## Task brief
Copy out every one of the items below with "free-form" replaced by "open-ended" and nothing else changed. Leave the pictures out of your answer.

## Data provided
★ ★ ★ ★ ★

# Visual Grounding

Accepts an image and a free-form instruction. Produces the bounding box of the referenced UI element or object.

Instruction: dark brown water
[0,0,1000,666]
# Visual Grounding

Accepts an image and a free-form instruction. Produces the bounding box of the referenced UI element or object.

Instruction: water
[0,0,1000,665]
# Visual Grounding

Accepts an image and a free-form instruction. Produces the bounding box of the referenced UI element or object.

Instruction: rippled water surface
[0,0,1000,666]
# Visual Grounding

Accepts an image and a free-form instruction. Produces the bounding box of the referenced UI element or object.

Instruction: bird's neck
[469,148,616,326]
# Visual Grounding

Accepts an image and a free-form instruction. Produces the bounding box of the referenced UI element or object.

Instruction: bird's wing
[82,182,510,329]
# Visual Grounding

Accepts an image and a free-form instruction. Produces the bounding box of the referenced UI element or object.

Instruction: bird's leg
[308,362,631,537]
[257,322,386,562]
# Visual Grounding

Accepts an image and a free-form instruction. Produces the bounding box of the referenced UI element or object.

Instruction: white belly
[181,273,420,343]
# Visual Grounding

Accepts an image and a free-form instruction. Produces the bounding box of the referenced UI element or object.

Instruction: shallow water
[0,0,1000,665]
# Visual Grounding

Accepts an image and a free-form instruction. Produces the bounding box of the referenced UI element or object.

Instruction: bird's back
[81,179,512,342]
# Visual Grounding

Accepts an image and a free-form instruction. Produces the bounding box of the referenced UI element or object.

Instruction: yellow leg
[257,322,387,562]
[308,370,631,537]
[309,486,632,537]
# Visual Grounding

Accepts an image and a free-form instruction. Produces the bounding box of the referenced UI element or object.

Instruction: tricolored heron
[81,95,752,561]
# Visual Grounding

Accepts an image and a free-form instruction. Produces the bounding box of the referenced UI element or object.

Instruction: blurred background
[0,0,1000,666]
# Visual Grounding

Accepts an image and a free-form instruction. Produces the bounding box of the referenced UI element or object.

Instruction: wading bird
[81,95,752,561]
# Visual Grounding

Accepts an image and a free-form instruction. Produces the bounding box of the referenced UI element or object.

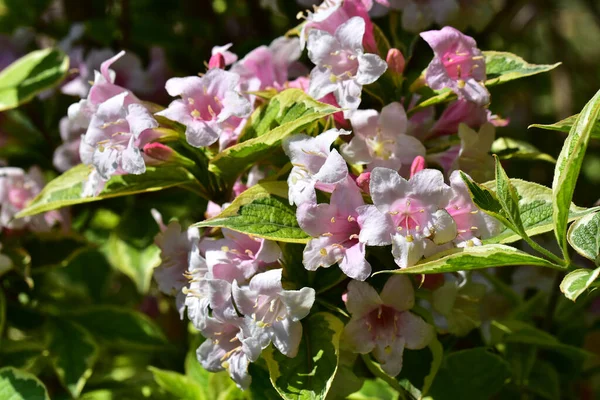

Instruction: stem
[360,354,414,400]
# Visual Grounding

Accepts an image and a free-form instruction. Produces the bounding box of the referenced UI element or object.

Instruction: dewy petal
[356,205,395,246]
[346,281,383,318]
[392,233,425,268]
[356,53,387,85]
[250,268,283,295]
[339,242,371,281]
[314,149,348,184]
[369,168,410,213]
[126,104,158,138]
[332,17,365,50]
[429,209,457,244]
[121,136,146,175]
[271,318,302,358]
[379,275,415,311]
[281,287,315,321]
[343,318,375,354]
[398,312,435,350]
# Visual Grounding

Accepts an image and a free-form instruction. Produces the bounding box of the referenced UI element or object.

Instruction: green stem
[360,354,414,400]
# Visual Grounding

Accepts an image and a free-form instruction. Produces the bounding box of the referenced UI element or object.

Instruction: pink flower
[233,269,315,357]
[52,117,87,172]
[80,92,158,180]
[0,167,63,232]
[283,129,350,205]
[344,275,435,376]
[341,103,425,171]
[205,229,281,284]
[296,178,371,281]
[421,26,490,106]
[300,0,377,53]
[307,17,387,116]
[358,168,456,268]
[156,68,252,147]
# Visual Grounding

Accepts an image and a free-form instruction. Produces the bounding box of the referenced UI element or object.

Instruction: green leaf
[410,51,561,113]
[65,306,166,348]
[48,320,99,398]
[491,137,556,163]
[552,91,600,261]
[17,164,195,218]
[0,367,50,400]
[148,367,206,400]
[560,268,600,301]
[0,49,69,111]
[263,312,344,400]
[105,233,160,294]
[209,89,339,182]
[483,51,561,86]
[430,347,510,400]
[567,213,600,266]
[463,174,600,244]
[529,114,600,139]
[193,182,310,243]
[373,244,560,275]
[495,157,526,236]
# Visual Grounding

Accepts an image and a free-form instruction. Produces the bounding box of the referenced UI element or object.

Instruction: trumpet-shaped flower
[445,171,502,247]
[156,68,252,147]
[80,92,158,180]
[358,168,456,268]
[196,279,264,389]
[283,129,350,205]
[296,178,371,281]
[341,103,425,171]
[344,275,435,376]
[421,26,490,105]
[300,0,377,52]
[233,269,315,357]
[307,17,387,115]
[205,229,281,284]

★ ★ ★ ★ ★

## Final result
# Visual Grounding

Accepts an image and a open-ended instruction. Produces the bounding box of the referenced UI element or object.

Instruction: dark brown water
[0,0,1000,666]
# Visual Grounding

Accepts an image and a open-ended instruction. Produces the bounding box of the referenced UI element or object.

Instruction: water
[0,0,1000,665]
# Visual Grounding

Accepts an image and a open-ended instruction. Produces the bounding box of the referenced UI element or object.

Instruction: rippled water surface
[0,0,1000,666]
# Visual Grounding

Accepts an image and a open-ended instruction. Produces the bounding box of the referenced UI element or object.

Instruction: bird's neck
[469,148,616,326]
# Visual Grounding

Accepts an image and a open-ended instruction. Produces the bounding box of the referenced UI element or object.

Instruction: bird's wing
[82,182,510,329]
# Visual Grounding

Accepts an image and a open-ended instruction. Produces the bounding box of the referenced UI element or object.

Instruction: bird's leg
[308,362,631,537]
[257,322,386,562]
# Visual Grounding

Accepts an image and a open-ended instruction. Produces the bounding box of the referenced UI element or object.

Instruction: white belly
[181,273,420,343]
# Visual Grounding

Accepts an image and a open-ended instruction. Produces the bounding box of the referenced UI element or object.

Instruction: shallow water
[0,0,1000,665]
# Visual Grounding

Accepts an image and a open-ended instruction. Produces the bounding box of the referenced UI element or object.

Instruction: bird's back
[81,179,512,342]
# Visual Grounding

Accepts an image and a open-ended instruction. Produces the bounding box of the referenced UI element or object.

Instruction: yellow leg
[257,322,387,562]
[308,370,631,537]
[309,486,632,537]
# Visual Grounding

Accepts an image and a open-ended instruction. Produces the bounding box of the referenced UI element or object.

Instruction: tricolored heron
[81,95,752,561]
# Visual Grounding

Accepts an image and a open-ended instruction. Produces the bounding box of the referenced UI element or object.

Instruction: blurred background
[0,0,1000,666]
# Visual Grounding

Accepts an image and a open-ended instruction. Produces the bounding box of the referenced UI element or object.

Instruction: wading bird
[81,95,752,561]
# Visual Grounding

Accepts an image and a open-ended instruction. Produces the bounding box of the referenced UI element or object.


Instruction: stem
[360,354,414,400]
# Visual Grounding

Accepts an image and a open-ended instruction. Produces the bounding box of the referenced UI element or object.

Instruction: dewy petal
[356,205,395,246]
[346,281,383,318]
[392,233,425,268]
[356,53,387,85]
[250,268,283,295]
[339,242,371,281]
[314,149,348,184]
[369,168,410,213]
[126,104,158,138]
[332,17,365,50]
[429,209,457,244]
[121,136,146,175]
[271,318,302,358]
[379,275,415,311]
[281,287,315,321]
[343,318,375,354]
[398,312,435,350]
# Visual Grounding

Accepts an image and a open-ended instruction. Produces the bounding box of the referenced UI element or object.

Instruction: green stem
[360,354,414,400]
# Visual Grounding

Accepts an image and a open-ended instruction. Produces the bounding box of the referenced UI element or object.

Instruction: pink flower
[233,269,315,357]
[52,117,87,172]
[80,92,158,180]
[0,167,63,232]
[283,129,350,205]
[344,275,435,376]
[341,103,425,171]
[205,229,281,284]
[296,178,371,281]
[421,26,490,106]
[300,0,377,53]
[307,17,387,116]
[358,168,456,268]
[156,68,252,147]
# Visual Grounding

Accepts an image and a open-ended instruction. Produces the bounding box of the referenced UI element or object.

Instruction: green leaf
[410,51,561,113]
[65,306,166,348]
[48,320,99,398]
[491,137,556,163]
[552,91,600,261]
[17,164,195,218]
[0,367,50,400]
[148,367,206,400]
[560,268,600,301]
[0,49,69,111]
[263,312,344,400]
[105,233,160,294]
[209,89,339,182]
[483,51,561,86]
[430,347,510,400]
[567,213,600,266]
[463,174,600,244]
[529,114,600,139]
[193,182,310,243]
[373,244,560,275]
[495,157,526,236]
# Visual Grounding

Accepts an image and a open-ended instruction. Produces the bounding box of the referenced UI element or object.

Instruction: trumpet-shaped flower
[445,171,502,247]
[156,68,252,147]
[80,92,158,180]
[358,168,456,268]
[196,279,264,389]
[283,129,350,205]
[296,178,371,281]
[341,103,425,171]
[344,275,435,376]
[421,26,490,105]
[300,0,377,52]
[233,269,315,357]
[307,17,387,115]
[205,229,281,284]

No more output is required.